[start]
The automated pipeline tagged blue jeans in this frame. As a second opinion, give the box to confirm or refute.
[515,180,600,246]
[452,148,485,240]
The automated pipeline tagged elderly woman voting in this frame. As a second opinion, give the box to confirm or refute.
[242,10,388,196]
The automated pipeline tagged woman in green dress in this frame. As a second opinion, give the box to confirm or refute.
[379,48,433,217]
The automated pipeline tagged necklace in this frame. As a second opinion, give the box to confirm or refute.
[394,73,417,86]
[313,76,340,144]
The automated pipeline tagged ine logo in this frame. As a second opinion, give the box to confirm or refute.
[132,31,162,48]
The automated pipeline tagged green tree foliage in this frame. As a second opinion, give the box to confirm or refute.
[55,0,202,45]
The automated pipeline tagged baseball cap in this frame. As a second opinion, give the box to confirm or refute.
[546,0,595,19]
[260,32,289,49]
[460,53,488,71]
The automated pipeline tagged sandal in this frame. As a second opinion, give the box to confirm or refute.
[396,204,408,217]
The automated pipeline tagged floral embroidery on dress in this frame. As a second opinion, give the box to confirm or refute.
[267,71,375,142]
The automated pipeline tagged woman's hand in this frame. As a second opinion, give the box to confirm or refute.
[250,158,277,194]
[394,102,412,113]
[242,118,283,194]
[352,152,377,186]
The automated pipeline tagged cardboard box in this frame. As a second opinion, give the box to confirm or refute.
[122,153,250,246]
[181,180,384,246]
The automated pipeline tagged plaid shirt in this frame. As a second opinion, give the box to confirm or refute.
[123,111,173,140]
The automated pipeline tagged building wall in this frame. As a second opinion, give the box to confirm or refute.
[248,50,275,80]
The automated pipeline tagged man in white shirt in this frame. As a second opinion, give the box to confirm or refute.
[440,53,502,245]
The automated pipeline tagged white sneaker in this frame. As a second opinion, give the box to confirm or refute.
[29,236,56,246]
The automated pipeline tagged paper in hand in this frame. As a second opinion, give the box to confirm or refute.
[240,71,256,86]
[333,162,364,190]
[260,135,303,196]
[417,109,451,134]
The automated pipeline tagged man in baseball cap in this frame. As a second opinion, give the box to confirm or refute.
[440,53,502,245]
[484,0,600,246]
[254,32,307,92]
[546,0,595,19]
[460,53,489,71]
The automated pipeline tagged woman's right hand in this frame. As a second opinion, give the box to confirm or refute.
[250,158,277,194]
[end]
Swap "second opinion" for "independent check" in every one of the entries above and reproduce them with everything else left as is.

The automated pipeline tagged blue jeans in this frame. As a independent check, give the box to confirm or refute.
[515,180,600,246]
[452,148,485,240]
The automated pipeline tagged elderly woman voting in this frame. As a independent check, give the box to confirm or refute.
[242,10,388,196]
The automated pipeline tagged woman in green dress in this frame. As a independent check, give the box to confirm or refute.
[379,48,433,217]
The automated pipeline tagged necklace in this frame. As a independent check, give the box to confirm or refute.
[394,73,417,86]
[313,76,340,144]
The automated pipeline tagged ine logo in this frame. As a independent check, give the box to confirm or refute.
[132,31,162,48]
The automated pipeline tagged green tree foliage in this frame. As a independent check, give the box to confirm or refute.
[55,0,202,45]
The automated pipeline tagged baseball cap in this frame. As a independent check, give the box to confirm or refute.
[546,0,595,19]
[260,32,289,49]
[460,53,488,71]
The automated pipeline tagged sandal in this frame. As a independent check, give the box to confirm or refute.
[396,204,408,217]
The automated pipeline tagged floral embroidery on dress in this frame. As a independent check, give the box to confirm or refute.
[267,71,375,142]
The automated pipeline tagged woman's hand in this frame. As a independent check, give the box to confirm or refute.
[250,158,277,194]
[394,102,412,113]
[242,118,283,194]
[352,152,377,186]
The automated pipeline tagged cardboard box in this frame. As a independent check, give the box to confirm or refute.
[122,153,250,246]
[181,180,384,246]
The automated pipeline tagged plaid shirt in this frame. As a independent check, give the box to confirm or refute.
[123,111,173,140]
The automated pipeline tagged building wall in this frame. As a independent check, give the box to confirm or refute.
[248,50,275,80]
The automated pipeline tagged man in white shirt in this frame. As a independent check, give the box to confirm or refute.
[440,53,502,245]
The automated pipeline tagged white sneaker in this frame. As a independent check, give the box to confirm or refute.
[29,236,56,246]
The automated pipeline tagged paper in hand in this frame. As a independent check, give the box to confirm or refute.
[240,71,256,86]
[333,162,364,190]
[260,135,303,196]
[417,109,451,134]
The automated pipeline tagged man in baseball cap in this frame. As a independent check, give the box to confirm or refute.
[440,53,502,245]
[484,0,600,246]
[254,32,307,92]
[546,0,595,19]
[460,53,489,71]
The automated pipeline tagged woman's right hand in this frame. As a independent check, give the box to confirm or refute.
[250,158,277,194]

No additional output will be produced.